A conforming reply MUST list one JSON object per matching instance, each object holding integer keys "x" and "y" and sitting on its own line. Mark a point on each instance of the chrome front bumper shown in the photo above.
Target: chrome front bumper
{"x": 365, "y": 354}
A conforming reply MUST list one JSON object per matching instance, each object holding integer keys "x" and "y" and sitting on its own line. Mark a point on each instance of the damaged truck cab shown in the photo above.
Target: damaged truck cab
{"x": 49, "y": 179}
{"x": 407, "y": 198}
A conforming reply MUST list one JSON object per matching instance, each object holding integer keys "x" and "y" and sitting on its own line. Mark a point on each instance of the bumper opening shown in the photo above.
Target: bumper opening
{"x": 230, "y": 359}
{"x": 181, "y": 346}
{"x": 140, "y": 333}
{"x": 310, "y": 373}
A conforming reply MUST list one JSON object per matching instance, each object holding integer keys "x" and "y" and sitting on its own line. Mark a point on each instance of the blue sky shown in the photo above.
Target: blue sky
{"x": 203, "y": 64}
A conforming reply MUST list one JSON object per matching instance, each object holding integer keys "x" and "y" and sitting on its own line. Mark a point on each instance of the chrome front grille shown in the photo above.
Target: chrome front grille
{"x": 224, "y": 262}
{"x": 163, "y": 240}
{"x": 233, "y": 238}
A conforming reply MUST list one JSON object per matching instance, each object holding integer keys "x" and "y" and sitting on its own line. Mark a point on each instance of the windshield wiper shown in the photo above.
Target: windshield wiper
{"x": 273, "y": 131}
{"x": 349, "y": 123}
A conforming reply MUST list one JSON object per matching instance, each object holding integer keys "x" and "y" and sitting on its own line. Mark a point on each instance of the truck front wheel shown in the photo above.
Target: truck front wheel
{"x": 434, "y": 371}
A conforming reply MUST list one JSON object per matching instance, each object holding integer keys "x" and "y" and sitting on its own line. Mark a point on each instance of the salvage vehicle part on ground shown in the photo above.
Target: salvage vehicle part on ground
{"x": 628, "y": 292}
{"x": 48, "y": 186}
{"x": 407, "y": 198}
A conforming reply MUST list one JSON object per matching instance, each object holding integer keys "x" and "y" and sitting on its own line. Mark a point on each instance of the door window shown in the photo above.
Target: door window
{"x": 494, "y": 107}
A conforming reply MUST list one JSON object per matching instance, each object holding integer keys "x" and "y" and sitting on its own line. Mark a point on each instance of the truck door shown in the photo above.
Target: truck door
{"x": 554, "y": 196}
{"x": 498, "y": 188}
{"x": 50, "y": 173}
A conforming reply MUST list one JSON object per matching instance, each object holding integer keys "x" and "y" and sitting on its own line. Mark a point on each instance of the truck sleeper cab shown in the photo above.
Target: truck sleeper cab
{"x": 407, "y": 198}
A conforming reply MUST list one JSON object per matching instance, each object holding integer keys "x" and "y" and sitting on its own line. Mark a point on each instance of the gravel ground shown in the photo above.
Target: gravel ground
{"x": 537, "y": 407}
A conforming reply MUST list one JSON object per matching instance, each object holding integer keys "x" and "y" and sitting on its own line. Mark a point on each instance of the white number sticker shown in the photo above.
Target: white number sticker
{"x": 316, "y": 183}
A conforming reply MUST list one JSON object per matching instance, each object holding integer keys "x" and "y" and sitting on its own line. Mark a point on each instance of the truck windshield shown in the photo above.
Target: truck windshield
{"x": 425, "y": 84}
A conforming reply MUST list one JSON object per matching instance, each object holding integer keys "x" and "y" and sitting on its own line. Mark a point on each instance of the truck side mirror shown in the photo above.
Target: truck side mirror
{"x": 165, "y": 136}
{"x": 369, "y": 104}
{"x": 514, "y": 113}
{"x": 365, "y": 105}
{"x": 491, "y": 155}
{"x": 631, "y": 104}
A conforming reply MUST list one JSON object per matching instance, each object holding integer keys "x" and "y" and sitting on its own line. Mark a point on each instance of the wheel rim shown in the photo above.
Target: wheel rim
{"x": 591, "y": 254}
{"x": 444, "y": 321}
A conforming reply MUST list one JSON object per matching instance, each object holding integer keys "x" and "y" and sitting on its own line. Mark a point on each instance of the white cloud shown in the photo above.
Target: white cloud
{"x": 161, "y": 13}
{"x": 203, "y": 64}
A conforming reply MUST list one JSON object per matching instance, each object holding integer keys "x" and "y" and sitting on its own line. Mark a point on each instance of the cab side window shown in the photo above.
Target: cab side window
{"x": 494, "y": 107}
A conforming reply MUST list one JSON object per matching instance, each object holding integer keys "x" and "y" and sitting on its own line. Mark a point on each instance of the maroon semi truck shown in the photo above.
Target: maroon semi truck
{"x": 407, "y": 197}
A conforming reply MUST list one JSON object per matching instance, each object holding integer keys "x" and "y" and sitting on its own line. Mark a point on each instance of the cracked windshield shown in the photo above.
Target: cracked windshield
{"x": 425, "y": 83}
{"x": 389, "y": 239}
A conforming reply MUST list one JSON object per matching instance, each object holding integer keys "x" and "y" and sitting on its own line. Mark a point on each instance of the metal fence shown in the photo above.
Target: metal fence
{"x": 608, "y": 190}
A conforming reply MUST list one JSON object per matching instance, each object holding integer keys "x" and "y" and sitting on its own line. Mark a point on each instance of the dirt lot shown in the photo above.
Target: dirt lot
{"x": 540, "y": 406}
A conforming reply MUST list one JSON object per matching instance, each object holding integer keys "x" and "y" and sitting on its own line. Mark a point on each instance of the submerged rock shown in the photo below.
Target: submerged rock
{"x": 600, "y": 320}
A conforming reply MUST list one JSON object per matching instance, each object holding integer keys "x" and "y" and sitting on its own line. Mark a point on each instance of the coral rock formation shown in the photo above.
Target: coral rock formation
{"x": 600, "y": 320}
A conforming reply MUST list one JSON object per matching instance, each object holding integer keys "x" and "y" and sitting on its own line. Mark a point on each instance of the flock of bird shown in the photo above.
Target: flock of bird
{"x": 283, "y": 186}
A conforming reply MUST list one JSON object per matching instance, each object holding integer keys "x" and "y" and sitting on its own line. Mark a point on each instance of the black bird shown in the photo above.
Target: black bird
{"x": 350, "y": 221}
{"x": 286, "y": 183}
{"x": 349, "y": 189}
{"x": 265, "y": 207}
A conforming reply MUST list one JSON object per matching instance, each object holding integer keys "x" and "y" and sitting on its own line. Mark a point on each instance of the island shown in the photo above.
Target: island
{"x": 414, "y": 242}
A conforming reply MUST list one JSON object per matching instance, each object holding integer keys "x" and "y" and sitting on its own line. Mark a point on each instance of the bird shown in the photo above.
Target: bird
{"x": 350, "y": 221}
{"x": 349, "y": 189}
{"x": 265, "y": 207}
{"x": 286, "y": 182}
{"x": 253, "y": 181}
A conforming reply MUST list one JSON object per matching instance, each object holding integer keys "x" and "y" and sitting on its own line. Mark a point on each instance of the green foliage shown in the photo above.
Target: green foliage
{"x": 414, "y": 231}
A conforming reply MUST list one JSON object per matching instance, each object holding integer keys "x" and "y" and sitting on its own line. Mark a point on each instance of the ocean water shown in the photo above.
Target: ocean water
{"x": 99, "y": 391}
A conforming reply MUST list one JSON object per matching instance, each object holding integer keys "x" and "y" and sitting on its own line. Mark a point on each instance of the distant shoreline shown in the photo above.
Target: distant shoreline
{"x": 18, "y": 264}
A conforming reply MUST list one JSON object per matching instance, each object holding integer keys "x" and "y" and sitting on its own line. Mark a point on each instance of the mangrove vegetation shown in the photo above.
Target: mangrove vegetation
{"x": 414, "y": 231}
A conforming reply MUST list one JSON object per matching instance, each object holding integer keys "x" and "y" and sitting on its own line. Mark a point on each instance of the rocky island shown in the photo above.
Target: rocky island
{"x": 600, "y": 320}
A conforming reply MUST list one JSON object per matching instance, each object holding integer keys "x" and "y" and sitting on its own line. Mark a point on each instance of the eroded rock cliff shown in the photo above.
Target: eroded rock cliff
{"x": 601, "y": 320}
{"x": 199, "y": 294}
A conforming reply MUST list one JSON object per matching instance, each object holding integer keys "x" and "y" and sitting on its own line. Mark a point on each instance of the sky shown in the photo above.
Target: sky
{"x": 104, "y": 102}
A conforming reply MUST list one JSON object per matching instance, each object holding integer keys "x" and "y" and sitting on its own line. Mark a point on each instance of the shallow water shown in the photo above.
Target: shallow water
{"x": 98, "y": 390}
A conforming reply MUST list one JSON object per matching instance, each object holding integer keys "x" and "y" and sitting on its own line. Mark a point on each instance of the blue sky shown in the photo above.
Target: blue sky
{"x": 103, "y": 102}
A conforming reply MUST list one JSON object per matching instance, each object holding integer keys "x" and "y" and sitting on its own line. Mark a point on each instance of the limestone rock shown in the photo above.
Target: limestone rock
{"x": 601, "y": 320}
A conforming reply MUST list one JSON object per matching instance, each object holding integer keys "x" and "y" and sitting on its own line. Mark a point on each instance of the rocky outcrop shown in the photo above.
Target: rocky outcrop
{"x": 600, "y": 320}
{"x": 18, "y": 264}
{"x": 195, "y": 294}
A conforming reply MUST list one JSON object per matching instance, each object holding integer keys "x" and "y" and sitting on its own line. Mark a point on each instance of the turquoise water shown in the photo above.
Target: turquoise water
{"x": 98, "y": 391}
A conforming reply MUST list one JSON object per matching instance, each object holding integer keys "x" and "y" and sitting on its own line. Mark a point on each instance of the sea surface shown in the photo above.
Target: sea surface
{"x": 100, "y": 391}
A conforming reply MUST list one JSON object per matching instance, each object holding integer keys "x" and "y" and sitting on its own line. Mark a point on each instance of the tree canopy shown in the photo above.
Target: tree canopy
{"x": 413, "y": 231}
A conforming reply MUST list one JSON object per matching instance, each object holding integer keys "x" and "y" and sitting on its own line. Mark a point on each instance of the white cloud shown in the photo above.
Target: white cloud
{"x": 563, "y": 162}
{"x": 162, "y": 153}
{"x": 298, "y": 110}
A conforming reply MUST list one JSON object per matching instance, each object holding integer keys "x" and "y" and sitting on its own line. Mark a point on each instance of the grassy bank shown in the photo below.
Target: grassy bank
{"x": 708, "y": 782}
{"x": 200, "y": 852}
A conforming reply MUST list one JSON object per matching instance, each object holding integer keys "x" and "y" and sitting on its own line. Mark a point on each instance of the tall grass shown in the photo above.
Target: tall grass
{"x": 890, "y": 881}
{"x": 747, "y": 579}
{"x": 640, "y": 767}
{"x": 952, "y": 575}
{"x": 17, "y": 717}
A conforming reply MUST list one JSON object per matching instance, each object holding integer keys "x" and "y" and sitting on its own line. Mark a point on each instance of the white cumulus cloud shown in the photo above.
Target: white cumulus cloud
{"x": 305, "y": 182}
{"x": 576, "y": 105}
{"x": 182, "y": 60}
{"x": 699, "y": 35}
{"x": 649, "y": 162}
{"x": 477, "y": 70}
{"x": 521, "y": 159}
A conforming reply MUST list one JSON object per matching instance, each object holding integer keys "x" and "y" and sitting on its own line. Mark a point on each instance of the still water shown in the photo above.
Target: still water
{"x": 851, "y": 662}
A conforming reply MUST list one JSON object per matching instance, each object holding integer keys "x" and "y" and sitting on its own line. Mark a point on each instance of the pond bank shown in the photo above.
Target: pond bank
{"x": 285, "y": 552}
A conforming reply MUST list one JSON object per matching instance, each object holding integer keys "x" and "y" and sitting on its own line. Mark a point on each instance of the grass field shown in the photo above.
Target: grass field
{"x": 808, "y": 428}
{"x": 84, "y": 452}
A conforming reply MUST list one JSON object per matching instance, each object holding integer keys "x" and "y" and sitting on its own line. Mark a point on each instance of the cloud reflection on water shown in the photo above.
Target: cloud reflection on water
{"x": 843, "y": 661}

================

→ **Problem details**
Lines from the one containing "field shown in the photo above." through the final line are to be given again verbatim, with nothing before or after.

→ **Correct answer**
A conforming reply MUST list one JSON object per matching instance, each object holding integer keys "x" and "y" and sitting on its own line. Mark a point on each instance of the grass field shown in the photo above.
Target: grass field
{"x": 808, "y": 428}
{"x": 84, "y": 452}
A conforming reply MUST list one JSON object per matching instance, each object holding integer keys "x" and "y" and sitting on its own line. Mark a point on each instance of the cloud reflection on water shown in the photo above.
Target: cloud reflection on water
{"x": 843, "y": 661}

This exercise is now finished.